"""

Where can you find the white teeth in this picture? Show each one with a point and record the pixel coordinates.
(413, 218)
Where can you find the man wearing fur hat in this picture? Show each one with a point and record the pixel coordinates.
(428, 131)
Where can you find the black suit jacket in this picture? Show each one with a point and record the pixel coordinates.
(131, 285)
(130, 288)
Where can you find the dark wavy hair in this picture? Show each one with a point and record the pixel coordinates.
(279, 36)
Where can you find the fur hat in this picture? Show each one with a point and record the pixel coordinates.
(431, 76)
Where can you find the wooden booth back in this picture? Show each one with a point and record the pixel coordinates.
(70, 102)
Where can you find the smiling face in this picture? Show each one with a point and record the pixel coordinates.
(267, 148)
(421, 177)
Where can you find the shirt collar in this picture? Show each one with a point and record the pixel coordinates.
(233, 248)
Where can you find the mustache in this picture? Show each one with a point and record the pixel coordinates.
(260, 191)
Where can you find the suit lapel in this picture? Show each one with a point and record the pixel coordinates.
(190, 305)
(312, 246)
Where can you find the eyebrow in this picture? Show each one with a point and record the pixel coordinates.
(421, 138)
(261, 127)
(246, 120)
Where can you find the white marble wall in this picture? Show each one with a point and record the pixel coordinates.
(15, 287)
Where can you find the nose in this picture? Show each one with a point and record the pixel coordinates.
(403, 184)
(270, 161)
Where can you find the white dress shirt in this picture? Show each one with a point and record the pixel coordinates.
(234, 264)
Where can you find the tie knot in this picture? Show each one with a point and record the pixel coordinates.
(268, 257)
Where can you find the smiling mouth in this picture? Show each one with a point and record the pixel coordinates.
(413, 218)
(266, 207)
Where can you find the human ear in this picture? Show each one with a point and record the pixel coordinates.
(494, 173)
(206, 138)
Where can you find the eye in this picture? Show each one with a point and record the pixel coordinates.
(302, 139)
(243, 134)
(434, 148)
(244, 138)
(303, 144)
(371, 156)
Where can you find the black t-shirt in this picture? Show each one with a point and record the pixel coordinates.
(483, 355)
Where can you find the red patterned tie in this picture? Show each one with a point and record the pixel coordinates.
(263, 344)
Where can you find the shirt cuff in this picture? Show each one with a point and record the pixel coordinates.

"""

Instructions to follow
Could you produce an exact copy of the whole listing?

Written answer
Where can you find the white teeth in this picture? Show each one with a point and record the pixel coordinates.
(413, 218)
Where can you find the man wearing fur hat in this picture? Show each one with a point and record the pixel coordinates.
(428, 131)
Where can you find the black suit jacket in this picture? Show each one with a point and record the pixel coordinates.
(131, 285)
(130, 288)
Where can you find the dark wavy hair in this picture? Show each one with a point and record the pixel coordinates.
(279, 36)
Where can you find the fur hat in this picture? Show each one with a point and record the pixel coordinates.
(431, 76)
Where can you find the wooden booth back in this picture? Show each one with a point and record the pixel coordinates.
(70, 102)
Where can you find the smiling face in this picture? Show each one with a point and record the pixel coordinates.
(267, 148)
(421, 177)
Where can you find the shirt collar in this picture? Show each one with a point and record the pixel coordinates.
(233, 248)
Where can you find the mustache in this picture? Show each one with a point and record the pixel coordinates.
(260, 191)
Where can you find the suit lapel in this picture? Show each one with a point and record the pixel coordinates.
(190, 305)
(312, 246)
Where can you find the eyebrow in this picture? Show each one with a point and record the pixel coordinates.
(421, 138)
(261, 127)
(246, 120)
Where can you find the white marble wall in this picture? Show each one with a point and record the pixel coordinates.
(15, 287)
Where can you find the nose in this picture? Show each one with a point and record the pixel coordinates.
(403, 184)
(270, 161)
Where can you find the white dress shirt in this picture? Show each one with a point and record the pixel coordinates.
(234, 264)
Where can you find the tie knot in this picture? Show each one with a point and record the pixel coordinates.
(268, 257)
Where can you find the smiling mouth in this picture? Show each one with a point and record the pixel coordinates.
(413, 218)
(266, 207)
Where can you find the human ear in this picture? Show each one with a point and record the pixel coordinates.
(494, 173)
(206, 138)
Where can you find the eye in this picture? Show each one with a point and record the pixel coordinates.
(302, 139)
(243, 134)
(434, 148)
(244, 138)
(303, 144)
(371, 156)
Where can you find the black t-shirt in this picture? Show each one with a point and record the pixel coordinates.
(483, 355)
Where can you find the red patterned tie in this picture? Show each one with a point and record the pixel coordinates.
(263, 344)
Where can you find the shirt cuff in this picture? Show each one with a point and record the pixel coordinates.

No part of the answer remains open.